*ENTRIES SHOWN*
►

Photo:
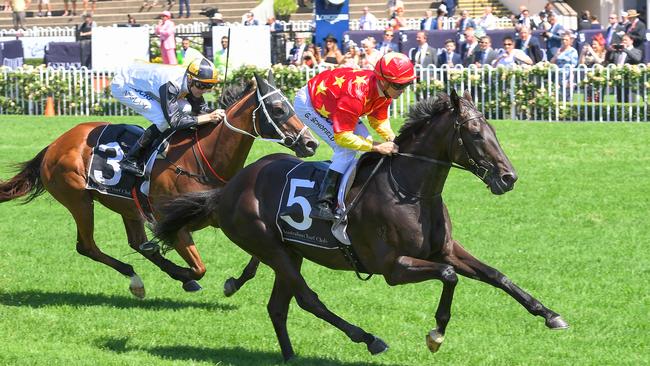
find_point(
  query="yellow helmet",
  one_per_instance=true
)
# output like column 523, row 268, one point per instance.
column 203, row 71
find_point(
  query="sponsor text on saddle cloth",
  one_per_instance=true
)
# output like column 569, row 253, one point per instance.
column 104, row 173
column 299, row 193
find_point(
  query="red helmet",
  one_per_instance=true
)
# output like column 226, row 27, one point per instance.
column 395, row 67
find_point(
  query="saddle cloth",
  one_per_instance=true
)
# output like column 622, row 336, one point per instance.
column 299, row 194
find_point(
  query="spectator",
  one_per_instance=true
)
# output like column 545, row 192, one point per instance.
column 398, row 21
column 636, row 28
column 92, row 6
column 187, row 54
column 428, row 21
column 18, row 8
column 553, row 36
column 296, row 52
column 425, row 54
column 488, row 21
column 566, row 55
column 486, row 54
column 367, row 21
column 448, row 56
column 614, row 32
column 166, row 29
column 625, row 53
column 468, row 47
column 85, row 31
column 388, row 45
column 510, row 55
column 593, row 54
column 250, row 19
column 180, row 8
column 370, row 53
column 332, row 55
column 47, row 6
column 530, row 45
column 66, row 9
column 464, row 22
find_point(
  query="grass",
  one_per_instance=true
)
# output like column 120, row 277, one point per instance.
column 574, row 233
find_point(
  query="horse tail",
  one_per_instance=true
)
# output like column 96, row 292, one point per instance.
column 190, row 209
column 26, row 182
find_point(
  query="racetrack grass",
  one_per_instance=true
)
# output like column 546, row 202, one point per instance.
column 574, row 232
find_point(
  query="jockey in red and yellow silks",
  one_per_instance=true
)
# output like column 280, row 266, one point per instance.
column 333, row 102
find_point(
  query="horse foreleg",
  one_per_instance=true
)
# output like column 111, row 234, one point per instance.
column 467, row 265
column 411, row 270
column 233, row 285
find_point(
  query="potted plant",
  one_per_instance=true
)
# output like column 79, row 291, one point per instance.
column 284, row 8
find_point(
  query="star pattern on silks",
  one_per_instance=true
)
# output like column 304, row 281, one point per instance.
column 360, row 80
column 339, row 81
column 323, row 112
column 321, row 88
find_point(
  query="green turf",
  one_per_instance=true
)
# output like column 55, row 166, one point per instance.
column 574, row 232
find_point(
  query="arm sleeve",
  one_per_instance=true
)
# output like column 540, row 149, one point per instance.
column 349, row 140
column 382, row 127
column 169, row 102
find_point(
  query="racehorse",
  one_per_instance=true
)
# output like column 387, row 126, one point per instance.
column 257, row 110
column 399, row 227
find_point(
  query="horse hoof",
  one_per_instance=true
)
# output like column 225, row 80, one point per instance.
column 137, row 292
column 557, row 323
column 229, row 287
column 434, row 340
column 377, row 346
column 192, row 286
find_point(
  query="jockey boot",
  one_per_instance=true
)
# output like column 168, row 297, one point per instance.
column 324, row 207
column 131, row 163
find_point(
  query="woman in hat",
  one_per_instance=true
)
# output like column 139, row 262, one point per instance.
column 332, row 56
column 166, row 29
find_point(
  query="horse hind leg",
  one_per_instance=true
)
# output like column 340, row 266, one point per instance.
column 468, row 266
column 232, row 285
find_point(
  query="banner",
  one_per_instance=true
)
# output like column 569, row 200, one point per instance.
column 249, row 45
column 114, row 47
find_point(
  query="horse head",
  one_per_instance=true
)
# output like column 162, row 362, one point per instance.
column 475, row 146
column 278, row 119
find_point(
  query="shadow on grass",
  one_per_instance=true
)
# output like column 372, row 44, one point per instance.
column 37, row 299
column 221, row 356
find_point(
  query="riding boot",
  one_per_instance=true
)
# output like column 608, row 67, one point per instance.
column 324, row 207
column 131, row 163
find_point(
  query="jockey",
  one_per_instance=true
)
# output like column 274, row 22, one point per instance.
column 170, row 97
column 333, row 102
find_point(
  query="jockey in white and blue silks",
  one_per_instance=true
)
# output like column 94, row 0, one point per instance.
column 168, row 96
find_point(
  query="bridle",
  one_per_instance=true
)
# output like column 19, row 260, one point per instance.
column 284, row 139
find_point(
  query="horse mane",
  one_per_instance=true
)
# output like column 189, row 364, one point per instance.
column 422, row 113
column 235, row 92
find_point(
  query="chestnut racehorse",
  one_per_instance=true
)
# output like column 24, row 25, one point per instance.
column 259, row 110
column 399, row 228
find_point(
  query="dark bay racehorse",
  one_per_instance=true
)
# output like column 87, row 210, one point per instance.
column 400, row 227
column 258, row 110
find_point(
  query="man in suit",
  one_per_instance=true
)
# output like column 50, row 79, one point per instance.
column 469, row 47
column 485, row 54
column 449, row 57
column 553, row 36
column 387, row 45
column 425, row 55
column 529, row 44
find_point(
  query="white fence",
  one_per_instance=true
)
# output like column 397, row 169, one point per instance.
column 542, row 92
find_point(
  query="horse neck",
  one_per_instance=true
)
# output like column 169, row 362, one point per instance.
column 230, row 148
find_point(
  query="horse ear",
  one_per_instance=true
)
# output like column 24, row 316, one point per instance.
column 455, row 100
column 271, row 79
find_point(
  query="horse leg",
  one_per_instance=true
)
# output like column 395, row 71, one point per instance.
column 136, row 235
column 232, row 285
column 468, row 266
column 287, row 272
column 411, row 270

◄

*DO THIS*
Copy out all the records exactly, excluding pictures.

*RESULT FOR THIS TASK*
Photo:
find_point(
  query="yellow helmet",
  one_per_instance=true
)
# output like column 523, row 268, one point per instance.
column 203, row 71
find_point(
  query="sponsor text on saddle cloth",
  one_per_instance=true
)
# output like column 569, row 253, one point per instance.
column 104, row 173
column 299, row 193
find_point(
  query="red helmet",
  one_per_instance=true
)
# output like column 226, row 27, one point per instance.
column 395, row 67
find_point(
  query="saddle cloth",
  one_per_instance=true
)
# output like column 622, row 336, one point per instance.
column 299, row 194
find_point(
  query="spectator",
  one_per_instance=true
)
# output like column 545, row 192, one point per instance.
column 398, row 21
column 636, row 28
column 92, row 6
column 187, row 54
column 428, row 21
column 18, row 8
column 553, row 36
column 296, row 52
column 425, row 54
column 488, row 21
column 566, row 55
column 486, row 54
column 367, row 21
column 448, row 56
column 614, row 32
column 166, row 29
column 625, row 53
column 468, row 47
column 85, row 31
column 388, row 45
column 510, row 55
column 593, row 54
column 250, row 19
column 180, row 8
column 370, row 53
column 332, row 55
column 47, row 6
column 530, row 45
column 66, row 9
column 464, row 22
find_point(
  query="grass",
  one_per_instance=true
)
# output like column 120, row 277, one point per instance.
column 574, row 233
find_point(
  query="horse tail",
  one_per_instance=true
)
# output like column 96, row 292, one point per instance.
column 190, row 209
column 26, row 182
find_point(
  query="racetrack grass",
  one_per_instance=true
)
# output like column 546, row 202, one point per instance.
column 574, row 232
find_point(
  query="jockey in red and yellow silks",
  one_per_instance=true
)
# output like column 280, row 266, one point per instance.
column 333, row 102
find_point(
  query="horse foreleg",
  one_per_instance=true
)
# output like column 111, row 234, one point per instance.
column 467, row 265
column 411, row 270
column 233, row 285
find_point(
  query="potted plant",
  one_per_instance=true
)
# output like column 79, row 291, one point per instance.
column 284, row 8
find_point(
  query="star pattern on silks",
  one_per_instance=true
)
# output like column 304, row 281, one point per instance.
column 360, row 80
column 339, row 81
column 323, row 112
column 321, row 88
find_point(
  query="green turf",
  one_per_instance=true
)
# output like column 55, row 166, one point per instance.
column 574, row 232
find_point(
  query="arm sleeve",
  one_per_instance=true
)
# output like column 540, row 149, one point per instance.
column 349, row 140
column 382, row 127
column 169, row 102
find_point(
  query="racehorse",
  one_per_instance=true
)
# output like column 387, row 126, one point per instance.
column 257, row 110
column 399, row 227
find_point(
  query="horse hoof",
  one_per_instance=true
)
# output like column 225, row 80, one point per instance.
column 137, row 292
column 557, row 323
column 229, row 287
column 434, row 340
column 377, row 346
column 192, row 286
find_point(
  query="jockey boot",
  one_per_instance=true
)
# output like column 168, row 297, one point per instance.
column 324, row 207
column 131, row 163
find_point(
  query="woman in hat",
  one_per_instance=true
)
# output like column 139, row 262, one point per instance.
column 332, row 56
column 166, row 29
find_point(
  query="horse hind leg",
  one_per_instance=true
)
# output like column 340, row 266, one point per instance.
column 468, row 266
column 232, row 285
find_point(
  query="banner",
  one_per_instance=true
)
# output like column 569, row 200, one point per instance.
column 249, row 45
column 114, row 47
find_point(
  query="horse head",
  one_per_instance=true
)
# output like column 162, row 362, one point per instance.
column 475, row 146
column 278, row 119
find_point(
  query="shadow on grass",
  one_per_instance=true
)
# output like column 372, row 44, one point per instance.
column 37, row 299
column 221, row 356
find_point(
  query="riding boot",
  one_per_instance=true
)
# output like column 608, row 67, one point per instance.
column 324, row 207
column 131, row 163
find_point(
  query="jockey",
  one_per_instance=true
)
# output like column 274, row 22, one point per instance.
column 170, row 97
column 333, row 102
find_point(
  query="jockey in white and blue silks",
  one_per_instance=true
)
# output like column 94, row 0, one point per instance.
column 168, row 96
find_point(
  query="bridle",
  one_per_instance=true
)
# output like column 19, row 260, one point per instance.
column 284, row 139
find_point(
  query="horse mane",
  one_per_instance=true
)
# output like column 189, row 364, one point per instance.
column 422, row 113
column 235, row 92
find_point(
  query="chestnut racehorse",
  one_per_instance=true
)
# output like column 24, row 25, one point per instance.
column 259, row 110
column 399, row 228
find_point(
  query="dark bay racehorse",
  one_per_instance=true
)
# output like column 87, row 210, one point per instance.
column 400, row 227
column 258, row 110
find_point(
  query="man in suit",
  one_per_instance=true
)
# output like column 50, row 79, one point per instance.
column 469, row 47
column 485, row 54
column 449, row 57
column 553, row 36
column 387, row 45
column 425, row 55
column 529, row 44
find_point(
  query="white fence",
  one_per_instance=true
)
# output like column 397, row 169, one point per instance.
column 542, row 92
find_point(
  query="horse neck",
  one_per_instance=true
)
# output like column 169, row 362, one point per instance.
column 230, row 148
find_point(
  query="horse ear",
  one_per_instance=true
)
# output like column 24, row 316, one point per instance.
column 455, row 100
column 271, row 79
find_point(
  query="horse leg",
  one_per_instance=true
)
# output like column 395, row 71, one point per instance.
column 136, row 235
column 232, row 285
column 468, row 266
column 287, row 272
column 411, row 270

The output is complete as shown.